● Provided text
::::

Each year, as International Women’s Day rolls around and many women in leadership positions are asked to speak on panels or put out LinkedIn posts, it is challenging to believe any progress is being made, or indeed if there is a point to this.
The World Bank’s 2025 Gender Gap Report suggests there is “encouraging momentum” but this generalisation masks the reality of what is being achieved in many environments.
We’ve known for years that countries that employ the full depth of their human capital will enjoy long-term prosperity.
Despite this, for the past three years running, women’s participation in leadership roles in Western nations has been in decline. This is made more challenging at a time of economic uncertainty. Yet the elusive “growth” will be secured on raising women’s economic participation and integrating women into political decision making.
For many years now, through our pro bono practice we have been supporting women in Afghanistan. Their recent experiences demonstrate the precarity of hard-won rights in Afghanistan, and how easily we can take these rights, and the rule of law, for granted.
Prior to 2021, women in Afghanistan were members of the judiciary, lawyers, physicians and journalists, including as anchors for the public broadcaster. Women worked in the ministries of finance and justice. The head of counter-narcotics was a woman, as was the deputy speaker of parliament. Women were 21% of the labour force in 2017 and 26% of public sector roles were held by women in 2020. They were, they thought, well embedded with rights in society, underpinned by the rule of law and the Afghan Constitution.
Then, as the Taliban claimed power, overnight women lost their rights to participate in society. We were outraged but today’s outrage becomes tomorrow’s normal. Russia and China have re-established ties with the Taliban as a legitimate government – further, Germany, Switzerland and Austria are engaging officials repatriation of Afghan refugees so have every interest in normalising the situation with the Taliban.
Consider this:
- 28 February marked 1,625 days since the Taliban banned secondary education for
girls, and 1,165 days since public universities were instructed to expel female students
and lecturers. - 28 February also marked 453 days since the Taliban prohibited women from studying
midwifery, nursing and medical disciplines. - On 13 February 2026, Taliban authorities prevented Afghan women from entering the
third International Construction and Reconstruction Exhibition in Kabul. - In December 2024 the Taliban officially closed the country’s only remaining shelter for
survivors of domestic abuse.

::::

Stored data entries:
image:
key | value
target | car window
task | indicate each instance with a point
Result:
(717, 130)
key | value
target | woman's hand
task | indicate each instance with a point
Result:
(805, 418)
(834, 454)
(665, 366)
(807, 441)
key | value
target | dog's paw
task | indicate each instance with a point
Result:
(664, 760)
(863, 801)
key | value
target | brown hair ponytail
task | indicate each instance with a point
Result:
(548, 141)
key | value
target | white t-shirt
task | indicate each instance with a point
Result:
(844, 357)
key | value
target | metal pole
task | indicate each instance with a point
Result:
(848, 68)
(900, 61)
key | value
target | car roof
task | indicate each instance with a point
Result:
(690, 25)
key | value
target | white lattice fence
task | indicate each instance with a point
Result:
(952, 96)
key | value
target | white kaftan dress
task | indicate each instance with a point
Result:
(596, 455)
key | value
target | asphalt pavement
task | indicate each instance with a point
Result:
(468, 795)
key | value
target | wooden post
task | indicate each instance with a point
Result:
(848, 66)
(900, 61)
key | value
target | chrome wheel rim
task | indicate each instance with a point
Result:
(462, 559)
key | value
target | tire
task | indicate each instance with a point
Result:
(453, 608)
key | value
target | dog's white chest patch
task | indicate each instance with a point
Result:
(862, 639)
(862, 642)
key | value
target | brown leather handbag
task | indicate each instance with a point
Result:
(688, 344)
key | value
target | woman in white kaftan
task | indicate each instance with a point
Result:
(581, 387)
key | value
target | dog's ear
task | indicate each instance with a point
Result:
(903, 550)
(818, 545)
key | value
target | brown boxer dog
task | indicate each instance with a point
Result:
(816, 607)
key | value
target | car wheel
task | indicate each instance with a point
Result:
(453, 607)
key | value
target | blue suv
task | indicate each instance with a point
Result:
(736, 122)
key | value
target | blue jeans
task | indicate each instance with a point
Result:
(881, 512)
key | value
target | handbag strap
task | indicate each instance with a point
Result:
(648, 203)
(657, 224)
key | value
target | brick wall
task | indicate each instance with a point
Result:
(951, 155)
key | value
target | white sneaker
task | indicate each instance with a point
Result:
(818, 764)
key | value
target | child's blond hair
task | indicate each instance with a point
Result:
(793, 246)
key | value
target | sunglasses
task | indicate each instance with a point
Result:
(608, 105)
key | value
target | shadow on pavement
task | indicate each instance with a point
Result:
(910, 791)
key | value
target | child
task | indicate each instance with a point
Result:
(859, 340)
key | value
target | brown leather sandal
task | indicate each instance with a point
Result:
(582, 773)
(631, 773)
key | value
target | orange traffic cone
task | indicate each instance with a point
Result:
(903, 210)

::::

● Required tasks
**A.** Answer these questions from the passage on women's rights, one per line:
(i) What share of Afghanistan's labour force were women in 2017?
(ii) For how many years running has women's participation in leadership roles in Western nations declined?
(iii) What did the Taliban officially close in December 2024?
**B.** List the occupations that the sentence beginning "Prior to 2021" in the passage on women's rights says women in Afghanistan held.
**C.** Pick up the passage on women's rights after its final sentence and keep writing.
The material above is not needed.

● Results in order
**A.**
(i) 21%
(ii) The past three years
(iii) The country's only remaining shelter for survivors of domestic abuse

**B.**
- Members of the judiciary
- Lawyers
- Physicians
- Journalists, including anchors for the public broadcaster

**C.**
Last week a new Criminal Procedure Code for Courts was introduced containing deeply alarming provisions. The regulation calls for the “disciplining” of women by husbands and members of society under the pretext of preventing vice. It also legalises slavery, formally divides society into free and enslaved persons, and establishes a four-tier-class system.
There is of course no rule of law to protect and enforce these rights for women. We have been advised that any woman bringing an employment claim, as she could once do, would risk her life in doing so.
So, before we become jaded by the need for International Women’s Day, we in the legal sector should perhaps consider what more we need to do. Law firms can look to the World Bank’s suggestions and consider:
- Introducing flexible work and care;
- Encouraging women into STEM-related education; and
- Addressing safety and violence.
The National Pro Bono Centre’s event on 9 March, ‘Advancing The Rights of Women Through Pro Bono’, will look at the pivotal role firms’ pro bono practices can play in strengthening the rule of law and women’s rights.
Issues on the agenda include Emma Rehal-Wilde, pro bono counsel at Baker McKenzie, talking about how City firms are collaborating to tackle inequality; the Every Woman Treaty project: the most comprehensive analysis of domestic violence laws around the world; the LawWorks’ unpaid wages project – ‘wage theft’; the Image-Based Sexual Abuse initiative by Frances Ridout and Kelli Ryan from Queen Mary University; as well as opening remarks from Dana Denis‑Smith, deputy vice president of The Law Society of England and Wales.
There is no easy fix. Women’s rights have to be fought for every day of every decade, and this is a sobering reminder that we can’t afford to take International Women’s Day for granted.
Yasmin Waljee is an international pro bono partner at Hogan Lovells.